> **Texto do documento**
========
Pesquisadoras mulheres, especialmente as com filhos, têm visto sua produção científica despencar com as restrições impostas pela pandemia. Se o isolamento trouxe dificuldades como um todo para a ciência, que teve de se afastar dos laboratórios e das possibilidades de ir a campo, para mães até mesmo escrever artigos, algo teoricamente simples no home office, se tornou quase impossível. Publicações científicas têm feito alertas de que a submissão de artigos por mulheres caiu ou se manteve estável enquanto as de homens cresceram.

Um grupo no Brasil voltado para discutir maternidade e paternidade no universo científico, o Parent in Science, resolveu checar se o problema também estava acontecendo aqui. O estudo foi obtido com exclusividade pelo Estadão. Mais de 6 mil pesquisadores (entre pós-graduandos, docentes e pós-docs) responderam a um questionário sobre como a pandemia e o isolamento estão afetando seu trabalho.

Se de modo geral o trabalho remoto afetou pesquisadores de pós-graduação (apenas 1/3 está conseguindo trabalhar de maneira remota), entre as mulheres apenas 10% estão conseguindo realizar suas pesquisas. Entre pós-docs, o cenário parece ainda mais grave: só 5% das mães conseguem manter a produtividade na quarentena.

Entre os docentes, 20% dos homens sem filhos disseram não ter conseguido finalizar artigos para submissão durante a pandemia; entre mulheres com filhos, foram 51,38%. Com base nos resultados, o grupo enviou uma carta à revista Science comentando a preocupação. “Não podemos permitir que a pandemia reverta avanços e aprofunde a lacuna de gênero na ciência”, escreveram as cientistas lideradas pela bióloga Fernanda Staniscuaski, da UFRGS, que coordenou o estudo.
========
> **Tarefa A**
Resuma em duas frases o texto sobre a produção científica de pesquisadoras na pandemia.
> **Tarefa B**
No texto sobre a produção científica de pesquisadoras na pandemia, qual percentual das mulheres com filhos entre os docentes não conseguiu finalizar artigos para submissão?
> **Tarefa C**
Continue o texto sobre a produção científica de pesquisadoras na pandemia a partir do ponto em que ele termina.

> **Entradas fornecidas**
========
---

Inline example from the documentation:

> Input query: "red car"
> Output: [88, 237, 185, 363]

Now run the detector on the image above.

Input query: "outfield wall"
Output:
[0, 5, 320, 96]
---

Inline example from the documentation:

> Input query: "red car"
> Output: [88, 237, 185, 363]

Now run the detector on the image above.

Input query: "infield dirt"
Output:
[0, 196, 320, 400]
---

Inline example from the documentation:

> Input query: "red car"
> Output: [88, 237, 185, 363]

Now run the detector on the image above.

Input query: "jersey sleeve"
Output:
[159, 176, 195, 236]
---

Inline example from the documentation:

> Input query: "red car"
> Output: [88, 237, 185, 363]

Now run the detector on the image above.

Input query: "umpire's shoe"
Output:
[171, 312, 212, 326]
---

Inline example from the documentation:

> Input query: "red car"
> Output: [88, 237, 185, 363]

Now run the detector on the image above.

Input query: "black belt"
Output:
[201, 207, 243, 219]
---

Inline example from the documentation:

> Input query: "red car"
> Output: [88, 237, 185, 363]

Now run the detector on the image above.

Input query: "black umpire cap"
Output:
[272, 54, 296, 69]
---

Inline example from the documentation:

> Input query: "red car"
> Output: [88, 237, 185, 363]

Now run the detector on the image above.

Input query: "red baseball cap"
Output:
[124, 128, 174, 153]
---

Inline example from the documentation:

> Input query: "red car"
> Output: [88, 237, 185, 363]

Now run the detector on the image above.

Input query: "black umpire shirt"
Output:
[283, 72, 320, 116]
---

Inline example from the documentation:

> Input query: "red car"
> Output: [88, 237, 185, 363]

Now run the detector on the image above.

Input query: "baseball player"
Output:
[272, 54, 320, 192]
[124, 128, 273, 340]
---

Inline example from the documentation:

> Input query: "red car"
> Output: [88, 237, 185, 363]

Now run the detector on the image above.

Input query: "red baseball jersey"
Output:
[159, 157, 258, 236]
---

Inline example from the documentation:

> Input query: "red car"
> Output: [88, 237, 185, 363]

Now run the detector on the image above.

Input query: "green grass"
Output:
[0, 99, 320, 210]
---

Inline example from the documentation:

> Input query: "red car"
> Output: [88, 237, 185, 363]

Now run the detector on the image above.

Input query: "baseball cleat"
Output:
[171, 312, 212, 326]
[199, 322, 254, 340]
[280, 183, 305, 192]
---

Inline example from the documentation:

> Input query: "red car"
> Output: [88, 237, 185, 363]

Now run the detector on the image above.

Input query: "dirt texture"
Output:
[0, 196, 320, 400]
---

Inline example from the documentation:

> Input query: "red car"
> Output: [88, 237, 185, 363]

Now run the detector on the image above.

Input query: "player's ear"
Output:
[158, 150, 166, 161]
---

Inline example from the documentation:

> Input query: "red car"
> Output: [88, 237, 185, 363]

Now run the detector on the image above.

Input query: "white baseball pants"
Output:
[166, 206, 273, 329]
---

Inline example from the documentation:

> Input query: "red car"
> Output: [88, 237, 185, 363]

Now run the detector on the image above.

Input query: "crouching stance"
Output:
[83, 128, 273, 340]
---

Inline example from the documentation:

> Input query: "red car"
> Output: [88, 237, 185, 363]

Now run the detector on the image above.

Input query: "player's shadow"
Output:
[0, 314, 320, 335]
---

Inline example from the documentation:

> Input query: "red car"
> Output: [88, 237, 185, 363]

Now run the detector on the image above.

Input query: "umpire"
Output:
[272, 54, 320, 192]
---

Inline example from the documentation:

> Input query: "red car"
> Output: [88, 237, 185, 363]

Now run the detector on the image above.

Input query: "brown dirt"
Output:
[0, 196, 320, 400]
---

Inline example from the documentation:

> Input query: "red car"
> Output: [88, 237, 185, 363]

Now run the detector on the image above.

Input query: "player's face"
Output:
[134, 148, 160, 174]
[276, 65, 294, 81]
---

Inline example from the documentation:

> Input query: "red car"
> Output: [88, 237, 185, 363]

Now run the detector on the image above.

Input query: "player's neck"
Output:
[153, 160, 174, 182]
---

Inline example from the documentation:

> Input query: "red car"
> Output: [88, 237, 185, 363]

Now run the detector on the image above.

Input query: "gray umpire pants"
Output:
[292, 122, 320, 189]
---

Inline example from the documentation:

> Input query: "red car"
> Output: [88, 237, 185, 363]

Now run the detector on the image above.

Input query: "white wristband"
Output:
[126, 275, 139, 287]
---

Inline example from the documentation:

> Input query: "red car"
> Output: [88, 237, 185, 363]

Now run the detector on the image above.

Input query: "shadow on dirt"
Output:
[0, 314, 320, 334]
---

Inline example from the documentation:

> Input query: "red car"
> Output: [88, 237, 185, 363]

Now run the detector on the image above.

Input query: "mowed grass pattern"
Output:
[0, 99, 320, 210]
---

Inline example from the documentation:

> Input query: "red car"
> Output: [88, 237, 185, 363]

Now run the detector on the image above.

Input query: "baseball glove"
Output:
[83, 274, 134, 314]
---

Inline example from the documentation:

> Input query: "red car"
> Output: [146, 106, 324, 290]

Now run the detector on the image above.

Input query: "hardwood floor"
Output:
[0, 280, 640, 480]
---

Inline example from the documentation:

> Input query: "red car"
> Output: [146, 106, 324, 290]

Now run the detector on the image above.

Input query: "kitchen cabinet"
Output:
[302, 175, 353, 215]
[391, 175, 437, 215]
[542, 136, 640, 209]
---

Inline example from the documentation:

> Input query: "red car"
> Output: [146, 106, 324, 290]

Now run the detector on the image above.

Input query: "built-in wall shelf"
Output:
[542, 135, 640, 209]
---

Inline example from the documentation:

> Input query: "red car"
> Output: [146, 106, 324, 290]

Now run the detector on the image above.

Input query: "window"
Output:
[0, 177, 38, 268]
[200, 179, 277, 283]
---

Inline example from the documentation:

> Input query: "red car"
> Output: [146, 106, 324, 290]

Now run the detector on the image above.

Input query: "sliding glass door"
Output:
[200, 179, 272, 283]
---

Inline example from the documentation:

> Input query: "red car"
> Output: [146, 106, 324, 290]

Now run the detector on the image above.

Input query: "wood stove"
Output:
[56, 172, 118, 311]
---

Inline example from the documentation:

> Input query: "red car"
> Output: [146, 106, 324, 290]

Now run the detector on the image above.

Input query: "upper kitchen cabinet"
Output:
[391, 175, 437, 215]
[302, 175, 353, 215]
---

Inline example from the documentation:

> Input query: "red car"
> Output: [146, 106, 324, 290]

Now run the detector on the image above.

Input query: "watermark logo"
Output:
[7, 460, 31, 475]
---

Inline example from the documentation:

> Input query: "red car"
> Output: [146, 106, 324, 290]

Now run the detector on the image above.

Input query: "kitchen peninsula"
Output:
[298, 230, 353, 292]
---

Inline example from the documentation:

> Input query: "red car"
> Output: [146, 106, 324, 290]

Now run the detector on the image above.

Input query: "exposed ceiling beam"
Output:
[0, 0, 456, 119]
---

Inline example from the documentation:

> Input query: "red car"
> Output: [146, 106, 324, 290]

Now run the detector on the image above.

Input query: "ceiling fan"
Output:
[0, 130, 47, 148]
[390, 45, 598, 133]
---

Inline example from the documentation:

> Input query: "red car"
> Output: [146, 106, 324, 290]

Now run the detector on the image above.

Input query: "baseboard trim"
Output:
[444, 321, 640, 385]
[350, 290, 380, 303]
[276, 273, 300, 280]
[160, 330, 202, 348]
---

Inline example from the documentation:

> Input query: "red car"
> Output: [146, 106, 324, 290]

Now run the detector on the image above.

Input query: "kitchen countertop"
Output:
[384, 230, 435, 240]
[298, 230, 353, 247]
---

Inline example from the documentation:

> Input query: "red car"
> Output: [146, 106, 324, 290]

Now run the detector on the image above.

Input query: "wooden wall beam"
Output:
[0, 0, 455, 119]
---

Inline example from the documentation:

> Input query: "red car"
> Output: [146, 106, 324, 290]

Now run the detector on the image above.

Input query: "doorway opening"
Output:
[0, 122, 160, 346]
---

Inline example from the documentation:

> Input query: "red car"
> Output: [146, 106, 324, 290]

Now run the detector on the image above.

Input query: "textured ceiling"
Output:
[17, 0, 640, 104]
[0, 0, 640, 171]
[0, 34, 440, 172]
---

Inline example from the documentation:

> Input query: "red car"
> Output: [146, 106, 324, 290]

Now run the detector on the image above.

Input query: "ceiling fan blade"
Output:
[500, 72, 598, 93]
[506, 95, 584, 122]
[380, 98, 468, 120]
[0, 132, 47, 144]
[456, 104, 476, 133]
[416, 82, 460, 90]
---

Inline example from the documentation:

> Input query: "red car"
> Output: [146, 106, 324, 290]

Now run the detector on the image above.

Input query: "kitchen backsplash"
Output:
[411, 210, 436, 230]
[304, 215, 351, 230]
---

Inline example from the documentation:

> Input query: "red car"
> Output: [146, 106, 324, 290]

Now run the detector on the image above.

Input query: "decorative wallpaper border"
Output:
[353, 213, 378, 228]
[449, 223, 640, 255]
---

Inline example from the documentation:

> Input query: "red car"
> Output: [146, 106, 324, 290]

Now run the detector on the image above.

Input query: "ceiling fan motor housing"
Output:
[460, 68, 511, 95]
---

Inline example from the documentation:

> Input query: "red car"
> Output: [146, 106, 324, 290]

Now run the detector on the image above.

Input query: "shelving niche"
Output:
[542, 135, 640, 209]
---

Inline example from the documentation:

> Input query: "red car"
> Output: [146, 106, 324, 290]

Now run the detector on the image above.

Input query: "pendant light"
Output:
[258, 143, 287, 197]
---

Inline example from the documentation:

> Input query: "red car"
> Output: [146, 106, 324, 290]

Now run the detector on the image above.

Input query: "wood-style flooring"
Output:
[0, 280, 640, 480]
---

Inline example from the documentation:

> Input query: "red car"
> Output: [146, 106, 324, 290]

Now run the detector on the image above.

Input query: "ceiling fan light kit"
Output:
========
> **Resposta A**
A produção científica de pesquisadoras, especialmente das que têm filhos, despencou com as restrições da pandemia, e publicações científicas alertam que a submissão de artigos por mulheres caiu ou ficou estável enquanto a de homens cresceu. No Brasil, um estudo do grupo Parent in Science com mais de 6 mil pesquisadores confirmou o problema: entre os docentes, 51,38% das mulheres com filhos não conseguiram finalizar artigos para submissão, contra 20% dos homens sem filhos.

> **Resposta B**
51,38%.

> **Resposta C**
Lívia estava escrevendo projetos, orientando pesquisas, quando veio a pandemia. “O problema não é a quarentena, mas a quarentena com uma bebê em casa, de 1 ano e 2 meses. Afetou muito o trabalho acadêmico. Meu marido também é professor e cientista, divide os afazeres domésticos comigo em 50%, mas ela é bebê, demanda muito de mim.” A pesquisadora tentou trabalhar com a menina no colo, mas não deu muito certo. “Estava concentrada no que estava lendo e não reparei que ela estava batendo no teclado do laptop. Quando vi, tinha quebrado, os comandos não funcionam mais.”

Culpa

“Mal consigo ler um e-mail. Mas tenho colegas que contam estarem com a maior produtividade da vida. Eu nem sei quem vou ser depois da pandemia, como vou correr atrás do tempo perdido. É uma sensação de frustração e culpa.” A etnobotânica Patrícia de Medeiros, de 33 anos, professora da Universidade Federal de Alagoas e mãe de uma menina de 1 ano e 9 meses, também estava na retomada dos trabalhos pós licença-maternidade quando teve de trocar Maceió por Arapiraca, para ajudar a sogra, que passa por um tratamento de câncer e não podia ficar sozinha.

“De 8 horas de trabalho, passei a começar a trabalhar quando ela (a filha) dorme. E essa menina dorme à meia-noite! Ainda assim não faço nem quatro horas. A produção está atrasada, a prestação de contas que tenho de entregar no fim do mês. O prazo está chegando e não vou conseguir cumprir. Vêm crise de ansiedade, momentos de choro, culpa.”

Para quem está na linha de frente nos estudos da covid-19, é um pouco diferente, mas também dramático. Com senso de urgência, responsabilidade aumentada de trazer respostas, as pesquisadoras estão se desdobrando em estratégias, muitas horas trabalhadas e poucas de sono, para dar conta de tudo.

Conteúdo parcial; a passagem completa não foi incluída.